[Information provided]

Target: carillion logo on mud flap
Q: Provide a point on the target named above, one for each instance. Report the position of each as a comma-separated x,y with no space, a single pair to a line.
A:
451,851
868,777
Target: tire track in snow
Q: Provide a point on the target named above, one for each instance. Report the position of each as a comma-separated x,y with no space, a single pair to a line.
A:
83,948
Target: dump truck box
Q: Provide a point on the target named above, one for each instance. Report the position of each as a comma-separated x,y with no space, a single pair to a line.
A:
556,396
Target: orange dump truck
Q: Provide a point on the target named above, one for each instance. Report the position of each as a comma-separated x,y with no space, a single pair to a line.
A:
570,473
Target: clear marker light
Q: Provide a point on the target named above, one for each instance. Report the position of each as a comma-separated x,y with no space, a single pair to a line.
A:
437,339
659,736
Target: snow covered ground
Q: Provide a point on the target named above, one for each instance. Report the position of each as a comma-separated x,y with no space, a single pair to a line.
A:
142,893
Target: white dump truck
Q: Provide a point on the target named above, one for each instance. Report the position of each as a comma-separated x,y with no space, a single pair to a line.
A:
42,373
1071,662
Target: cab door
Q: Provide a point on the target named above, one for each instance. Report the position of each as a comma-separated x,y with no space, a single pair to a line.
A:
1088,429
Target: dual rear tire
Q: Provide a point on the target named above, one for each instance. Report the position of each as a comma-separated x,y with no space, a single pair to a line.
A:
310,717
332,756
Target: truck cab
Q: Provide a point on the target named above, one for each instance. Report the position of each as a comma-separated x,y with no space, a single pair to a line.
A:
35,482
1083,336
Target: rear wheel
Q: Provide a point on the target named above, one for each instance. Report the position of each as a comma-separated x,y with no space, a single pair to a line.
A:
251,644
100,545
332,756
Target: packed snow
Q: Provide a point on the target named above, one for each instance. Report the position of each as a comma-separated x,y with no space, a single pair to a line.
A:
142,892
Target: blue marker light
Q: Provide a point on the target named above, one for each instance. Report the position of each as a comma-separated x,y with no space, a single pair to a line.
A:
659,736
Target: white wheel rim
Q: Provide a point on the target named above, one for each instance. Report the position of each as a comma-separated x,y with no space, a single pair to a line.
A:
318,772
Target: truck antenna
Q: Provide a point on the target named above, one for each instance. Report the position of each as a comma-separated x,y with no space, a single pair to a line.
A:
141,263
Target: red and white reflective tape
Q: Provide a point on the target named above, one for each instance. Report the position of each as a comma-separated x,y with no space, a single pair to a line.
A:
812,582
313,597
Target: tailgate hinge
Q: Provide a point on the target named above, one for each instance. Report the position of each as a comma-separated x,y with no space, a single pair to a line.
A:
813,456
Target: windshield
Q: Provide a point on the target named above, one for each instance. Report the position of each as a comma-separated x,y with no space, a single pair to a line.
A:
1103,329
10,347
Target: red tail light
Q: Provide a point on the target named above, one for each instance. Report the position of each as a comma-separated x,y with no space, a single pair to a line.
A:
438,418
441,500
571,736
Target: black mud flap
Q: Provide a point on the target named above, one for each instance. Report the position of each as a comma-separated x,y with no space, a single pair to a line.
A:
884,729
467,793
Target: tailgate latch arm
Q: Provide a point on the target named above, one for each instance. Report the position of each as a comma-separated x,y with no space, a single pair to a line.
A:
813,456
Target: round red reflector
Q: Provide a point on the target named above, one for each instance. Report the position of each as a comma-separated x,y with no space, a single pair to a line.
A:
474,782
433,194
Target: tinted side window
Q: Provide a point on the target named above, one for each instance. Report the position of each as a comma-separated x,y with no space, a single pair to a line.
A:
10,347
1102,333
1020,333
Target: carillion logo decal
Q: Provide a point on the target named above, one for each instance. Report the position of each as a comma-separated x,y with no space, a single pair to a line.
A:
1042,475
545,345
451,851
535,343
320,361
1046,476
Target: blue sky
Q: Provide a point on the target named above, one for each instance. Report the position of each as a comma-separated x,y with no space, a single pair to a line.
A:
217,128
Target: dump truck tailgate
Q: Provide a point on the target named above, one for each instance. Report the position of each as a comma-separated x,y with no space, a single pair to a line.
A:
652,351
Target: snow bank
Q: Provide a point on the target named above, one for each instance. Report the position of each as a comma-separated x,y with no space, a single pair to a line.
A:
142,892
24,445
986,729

[What is needed] Output all records verbatim.

[Result for this task]
Target: carillion logo on mud flap
Q: Provide a point on the target named above, one for each instance. Report the position of each as a comma-separated x,y with no space, a single pair to a line.
A:
451,851
868,777
Target: tire track in snow
Q: Provide a point on the target named above, one for each instance. Report the position of each as a comma-separated x,y with no space, a single pair to a line.
A:
83,948
Target: dump truck box
Q: Provide a point on the target named above, one for each instance. Report the position of each as a comma-separated x,y with no space, a single pair to a line.
A:
556,396
Target: orange dump truck
Q: Provide a point on the target named above, one for each instance. Report the position of each as a comma-separated x,y with no space, a single pair to a line.
A:
570,473
Target: clear marker light
Q: Provide a point on the target named above, one for each instance. Report the position of each as a comma-separated x,y with no space, a single pair to a line.
A:
437,339
659,736
Target: snow covered ground
Q: Provide a point on the target named above, one for each instance. Report the position of each as a comma-separated x,y with no space, a single pair to a line.
A:
142,893
Target: white dump truck
Q: Provide a point on the target named above, one for each instance. Report the position of each as a comma-separated x,y with no space, a single pair to a line.
A:
42,373
1071,662
Target: cab door
Q: Provide a point on the target named above, one for each instance. Report the position of each as a comma-separated x,y with no space, a single pair to a line.
A:
1088,429
Target: dual rear tire
Q: Provide a point on the target named above, one for each instance. Report the position of each as a comma-separated x,y with no space, a single pair to a line.
A:
310,717
332,756
Target: truck cab
Q: Provide a point on the target named above, one for each instance. Report the position of each as a comma-separated x,y with no space, a single pair to a line.
A:
35,482
1083,336
Target: rear wheel
Q: Provide a point on the target named above, one for each instance. Report the position of each as a comma-separated x,y with no space, a single pair to a line.
A:
251,644
100,545
332,756
Target: packed snow
Q: Provide a point on the target named above, one for each instance. Report the position of each as a comma-separated x,y with no space, a single pair to a line.
A:
142,892
Target: blue marker light
Q: Provide a point on the target named above, one for each instance. Report the position of each as a comma-separated x,y with no space, a single pair to a line.
A:
659,736
Target: white wheel rim
Q: Provide a point on the target named above, one for each instance. Report the position of each as a comma-separated x,y with no space, a single pair to a line.
A:
318,772
Target: truck antenna
Q: Provide a point on the target named above, one for each instance. Report the position of each as a comma-separated x,y with no space, a single pair to a line.
A:
141,263
Target: red and white reflective tape
Q: Provide a point on the target named above, one for each instance. Report the position of each as a comma-separated x,y with no space, a single pair to a line.
A:
812,582
313,597
Target: tailgate hinge
Q: Provide a point on the target named above, one for each instance. Report the position of each as a comma-separated x,y with no space, a single pair to a line.
A:
813,456
Target: windshield
Q: Provide a point on the target named above, one for each instance. Report the position of each as a comma-separated x,y with no space, a single pair to a line.
A:
1103,329
10,347
Target: red tail light
Q: Provide a point on the target named above, one for each instance. Report the position of each as a comma-separated x,y with no space, a single pair to a line.
A:
438,418
441,500
571,736
Target: black mud flap
Q: Provide a point on the target named above, one for each instance. Report the position of each as a comma-separated x,y with no space, a single pair to a line.
A:
884,729
467,793
Target: tailgate latch arm
Q: Provide a point on the target named above, one for each instance. Report the position of each as a comma-separated x,y with no space, a single pair to a line.
A:
813,456
Target: round red reflector
Q: Provide a point on the target named above, one for each instance. Report the position of each as a comma-separated x,y with no space, a single pair to a line.
A:
474,782
433,194
Target: tinted side window
Q: Provide a point on the target named above, one for each instance. Report the position of each as a comma-separated x,y with no space, a single pair to a line.
A:
10,347
1102,333
1020,333
Target: carillion logo decal
Q: Provide a point on the target named above, one for each instance. Report the position of each as a comma-separated x,y with no space, a single pair to a line.
A:
1042,475
545,345
451,851
535,343
320,361
1046,476
Target: blue sky
Q: Provide a point on the target named above, one for each instance. Report the position of each as a comma-separated x,y with no space, a single pair to a line.
A:
217,128
Target: dump truck tailgate
Q: Provide a point on the target named above, one for each instance. Report the position of each as a comma-separated x,y with no space, a single pair to a line.
A:
652,351
Target: snow bank
Q: Provide a point on the target named above, one for each instance. Report the position of each as a comma-separated x,y with no space, a single pair to a line.
A:
142,892
24,445
986,729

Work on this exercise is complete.